§ OBJETIVO DO EXERCÍCIO
Recolha, sem alterar nada, cada linha dos itens abaixo em que aparece a palavra "green".

§ DADOS FORNECIDOS
########################################

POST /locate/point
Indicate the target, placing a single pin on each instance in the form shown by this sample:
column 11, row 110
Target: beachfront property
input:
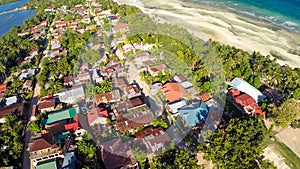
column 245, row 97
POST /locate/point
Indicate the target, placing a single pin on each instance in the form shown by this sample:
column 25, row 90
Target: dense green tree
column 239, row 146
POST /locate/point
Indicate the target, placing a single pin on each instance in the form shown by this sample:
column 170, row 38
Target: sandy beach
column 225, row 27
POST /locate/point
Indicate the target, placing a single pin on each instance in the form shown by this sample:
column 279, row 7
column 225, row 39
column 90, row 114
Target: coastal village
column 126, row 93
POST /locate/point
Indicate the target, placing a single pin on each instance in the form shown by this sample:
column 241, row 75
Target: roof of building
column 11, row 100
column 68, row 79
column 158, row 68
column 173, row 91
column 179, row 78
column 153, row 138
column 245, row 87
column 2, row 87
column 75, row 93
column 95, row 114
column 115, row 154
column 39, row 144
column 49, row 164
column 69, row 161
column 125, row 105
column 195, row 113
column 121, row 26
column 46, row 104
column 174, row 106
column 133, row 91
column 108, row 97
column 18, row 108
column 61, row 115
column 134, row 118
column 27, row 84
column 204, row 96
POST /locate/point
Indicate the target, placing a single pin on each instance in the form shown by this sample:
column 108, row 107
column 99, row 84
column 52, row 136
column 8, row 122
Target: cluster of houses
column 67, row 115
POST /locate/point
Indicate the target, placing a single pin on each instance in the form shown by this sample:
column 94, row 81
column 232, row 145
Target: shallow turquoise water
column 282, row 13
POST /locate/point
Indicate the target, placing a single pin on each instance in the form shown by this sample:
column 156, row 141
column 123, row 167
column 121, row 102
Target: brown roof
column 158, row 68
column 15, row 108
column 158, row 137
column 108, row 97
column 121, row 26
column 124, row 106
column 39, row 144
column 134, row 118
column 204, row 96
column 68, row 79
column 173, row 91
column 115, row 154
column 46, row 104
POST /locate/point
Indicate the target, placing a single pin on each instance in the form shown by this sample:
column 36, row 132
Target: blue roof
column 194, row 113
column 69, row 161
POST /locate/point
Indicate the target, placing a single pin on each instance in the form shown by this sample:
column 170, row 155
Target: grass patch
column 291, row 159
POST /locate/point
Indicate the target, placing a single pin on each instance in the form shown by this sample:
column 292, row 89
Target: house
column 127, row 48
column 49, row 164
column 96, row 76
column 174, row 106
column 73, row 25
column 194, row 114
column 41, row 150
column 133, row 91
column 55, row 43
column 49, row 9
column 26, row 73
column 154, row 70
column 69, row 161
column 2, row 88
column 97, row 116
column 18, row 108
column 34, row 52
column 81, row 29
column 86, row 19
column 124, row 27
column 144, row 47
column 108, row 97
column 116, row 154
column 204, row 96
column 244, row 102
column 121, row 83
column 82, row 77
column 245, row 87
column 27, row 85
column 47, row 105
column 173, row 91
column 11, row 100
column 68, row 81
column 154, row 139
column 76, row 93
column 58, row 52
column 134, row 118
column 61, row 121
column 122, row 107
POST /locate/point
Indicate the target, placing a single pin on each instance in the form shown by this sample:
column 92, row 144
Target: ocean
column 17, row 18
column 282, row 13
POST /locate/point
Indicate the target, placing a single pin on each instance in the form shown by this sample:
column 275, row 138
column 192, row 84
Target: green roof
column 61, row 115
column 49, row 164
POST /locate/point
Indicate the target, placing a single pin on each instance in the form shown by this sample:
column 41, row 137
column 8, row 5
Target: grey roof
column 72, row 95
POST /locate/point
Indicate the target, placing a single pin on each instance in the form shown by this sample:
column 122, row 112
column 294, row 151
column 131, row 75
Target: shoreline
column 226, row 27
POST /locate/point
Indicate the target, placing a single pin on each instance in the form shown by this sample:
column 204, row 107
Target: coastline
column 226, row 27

########################################

§ RESULTADO FINAL
Target: dense green tree
Target: green roof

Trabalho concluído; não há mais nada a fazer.